THE EXERCISE:
Copy the data below verbatim, line for line, but leave out the pictures.

==== MATERIAL PROVIDED

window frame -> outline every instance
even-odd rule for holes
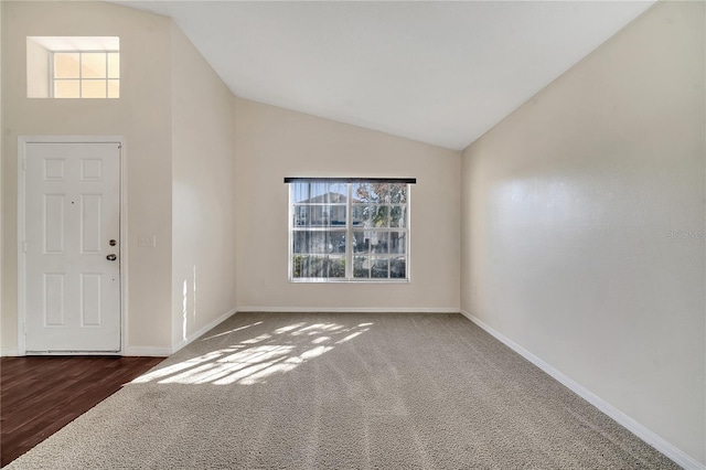
[[[289,222],[288,225],[288,279],[290,282],[295,284],[327,284],[327,282],[343,282],[343,284],[408,284],[411,281],[410,275],[410,234],[411,234],[411,216],[410,216],[410,207],[411,207],[411,185],[416,183],[416,179],[378,179],[378,178],[355,178],[355,179],[342,179],[342,178],[286,178],[285,182],[288,183],[288,201],[289,201]],[[346,200],[345,203],[333,203],[333,202],[321,202],[321,203],[297,203],[295,202],[295,184],[296,183],[321,183],[321,182],[335,182],[335,183],[345,183],[346,184]],[[353,200],[353,185],[355,183],[388,183],[388,184],[404,184],[406,185],[406,202],[405,203],[360,203],[356,204]],[[405,209],[405,226],[404,227],[361,227],[355,226],[353,223],[353,207],[356,205],[367,205],[367,206],[378,206],[378,207],[395,207],[403,206]],[[328,223],[323,226],[315,225],[306,225],[302,227],[297,227],[295,224],[295,220],[298,220],[298,212],[296,207],[308,207],[307,213],[311,214],[312,207],[322,206],[327,207],[331,211],[336,206],[345,207],[345,227],[339,227],[335,225],[331,225]],[[323,210],[322,210],[323,213]],[[329,212],[330,213],[330,212]],[[345,271],[343,277],[295,277],[295,256],[304,255],[304,256],[322,256],[328,258],[331,254],[334,254],[334,258],[336,256],[336,252],[332,253],[295,253],[295,234],[297,232],[300,233],[339,233],[345,236],[345,252],[343,253],[343,259],[345,264]],[[355,266],[354,258],[356,256],[356,252],[354,249],[354,241],[355,241],[355,232],[377,232],[377,233],[404,233],[404,253],[403,254],[381,254],[381,258],[387,259],[387,277],[386,278],[376,278],[372,277],[372,267],[368,267],[371,271],[368,271],[368,277],[355,277]],[[375,259],[372,252],[361,253],[360,256],[365,256],[372,259]],[[395,257],[404,257],[405,261],[405,277],[392,277],[392,268],[391,263]]]
[[[56,54],[78,54],[78,77],[77,78],[56,78],[55,76],[55,64],[56,61],[54,60],[54,56]],[[105,54],[106,56],[106,76],[105,78],[84,78],[83,77],[83,55],[84,54]],[[108,65],[108,54],[118,54],[118,61],[120,61],[120,50],[83,50],[83,49],[68,49],[68,50],[56,50],[56,51],[50,51],[49,54],[49,81],[50,81],[50,87],[49,87],[49,97],[52,99],[120,99],[120,94],[118,93],[118,96],[109,96],[109,84],[110,81],[117,81],[118,82],[118,89],[120,89],[120,82],[122,81],[121,78],[121,74],[120,74],[120,68],[118,68],[118,77],[111,77],[108,73],[109,70],[109,65]],[[120,64],[122,62],[120,61]],[[121,66],[121,65],[120,65]],[[68,82],[68,81],[78,81],[78,96],[77,97],[72,97],[72,98],[62,98],[62,97],[56,97],[56,82]],[[106,96],[105,97],[99,97],[99,98],[85,98],[83,96],[83,83],[84,82],[105,82],[105,87],[106,87]]]

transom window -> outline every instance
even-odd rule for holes
[[[119,52],[53,52],[52,58],[54,98],[120,97]]]
[[[306,179],[289,183],[289,279],[409,279],[413,179]]]
[[[28,36],[28,98],[119,98],[120,38]]]

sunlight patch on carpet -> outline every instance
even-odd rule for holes
[[[258,323],[254,323],[258,324]],[[253,325],[254,325],[253,324]],[[253,385],[265,383],[274,374],[289,372],[333,350],[336,344],[365,333],[373,323],[344,328],[338,323],[292,323],[211,351],[180,363],[151,371],[133,384],[214,384]],[[229,332],[244,330],[240,327]],[[206,339],[222,337],[229,332]],[[205,340],[205,339],[204,339]],[[202,341],[204,341],[202,340]]]

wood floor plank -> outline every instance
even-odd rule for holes
[[[0,357],[0,466],[86,413],[163,357]]]

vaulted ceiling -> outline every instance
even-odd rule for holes
[[[653,1],[124,1],[234,94],[463,149]]]

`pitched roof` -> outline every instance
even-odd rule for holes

========

ANSWER:
window frame -> outline every instance
even-odd rule for holes
[[[289,222],[288,225],[288,279],[290,282],[295,284],[327,284],[327,282],[343,282],[343,284],[408,284],[411,281],[410,275],[410,234],[411,234],[411,216],[410,216],[410,207],[411,207],[411,185],[416,183],[416,179],[378,179],[378,178],[355,178],[355,179],[342,179],[342,178],[286,178],[285,182],[288,183],[288,201],[289,201]],[[346,200],[345,203],[333,203],[333,202],[321,202],[321,203],[297,203],[295,202],[295,184],[296,183],[321,183],[321,182],[335,182],[335,183],[345,183],[346,184]],[[353,200],[353,185],[355,183],[388,183],[388,184],[404,184],[406,185],[406,202],[405,203],[360,203],[356,204]],[[405,209],[405,226],[404,227],[361,227],[355,226],[353,223],[353,207],[356,205],[367,205],[367,206],[378,206],[378,207],[395,207],[403,206]],[[328,223],[323,226],[315,225],[306,225],[302,227],[297,227],[295,224],[295,220],[298,220],[298,212],[296,207],[308,207],[307,213],[311,214],[312,207],[322,206],[327,207],[331,211],[336,206],[345,207],[345,227],[339,227],[335,225],[331,225]],[[323,210],[322,210],[323,213]],[[329,212],[330,213],[330,212]],[[345,271],[343,277],[295,277],[295,256],[304,255],[304,256],[322,256],[328,258],[331,254],[334,254],[334,258],[336,256],[336,252],[332,253],[295,253],[295,234],[297,232],[300,233],[339,233],[345,236],[345,252],[343,253],[343,259],[345,264]],[[355,266],[354,258],[356,256],[356,252],[354,249],[354,241],[355,241],[355,232],[377,232],[377,233],[404,233],[404,253],[403,254],[381,254],[381,258],[387,259],[387,277],[386,278],[376,278],[372,277],[372,267],[368,267],[371,271],[368,271],[368,277],[355,277]],[[375,259],[372,252],[361,253],[360,256],[365,256],[372,259]],[[395,257],[404,257],[405,261],[405,277],[392,277],[392,268],[391,263]]]
[[[56,54],[78,54],[78,77],[77,78],[56,78],[55,76],[55,64],[56,61],[54,60],[54,56]],[[105,54],[106,56],[106,76],[105,78],[84,78],[83,77],[83,55],[84,54]],[[108,65],[108,54],[118,54],[118,61],[120,61],[120,50],[83,50],[83,49],[68,49],[68,50],[56,50],[56,51],[50,51],[49,54],[49,81],[50,81],[50,87],[49,87],[49,97],[52,99],[120,99],[120,94],[118,93],[118,96],[109,96],[109,84],[110,81],[117,81],[118,82],[118,89],[120,89],[120,82],[122,81],[121,78],[121,74],[120,74],[120,68],[118,68],[118,77],[111,77],[108,73],[109,70],[109,65]],[[120,64],[122,62],[120,61]],[[121,66],[121,65],[120,65]],[[68,82],[68,81],[78,81],[78,96],[77,97],[72,97],[72,98],[62,98],[62,97],[56,97],[56,82]],[[106,96],[105,97],[99,97],[99,98],[85,98],[83,96],[83,83],[84,82],[105,82],[105,87],[106,87]]]

transom window -> outline every instance
even-odd rule for holes
[[[119,52],[53,52],[52,58],[54,98],[120,97]]]
[[[306,179],[289,183],[289,279],[409,279],[413,179]]]
[[[28,36],[28,98],[119,98],[120,38]]]

sunlight patch on carpet -> outline every instance
even-odd rule for holes
[[[258,323],[254,323],[258,324]],[[253,325],[254,325],[253,324]],[[253,385],[265,383],[274,374],[289,372],[333,350],[336,344],[365,333],[373,323],[344,328],[338,323],[292,323],[211,351],[180,363],[151,371],[133,384],[214,384]],[[229,332],[244,330],[240,327]],[[206,339],[222,337],[229,332]],[[205,340],[205,339],[204,339]],[[202,341],[204,341],[202,340]]]

wood floor plank -> outline every instance
even-odd rule for holes
[[[0,357],[0,466],[86,413],[163,357]]]

vaulted ceiling -> outline every instance
even-odd rule for holes
[[[653,1],[124,1],[234,94],[463,149]]]

`pitched roof` -> outline every instance
even-odd rule for holes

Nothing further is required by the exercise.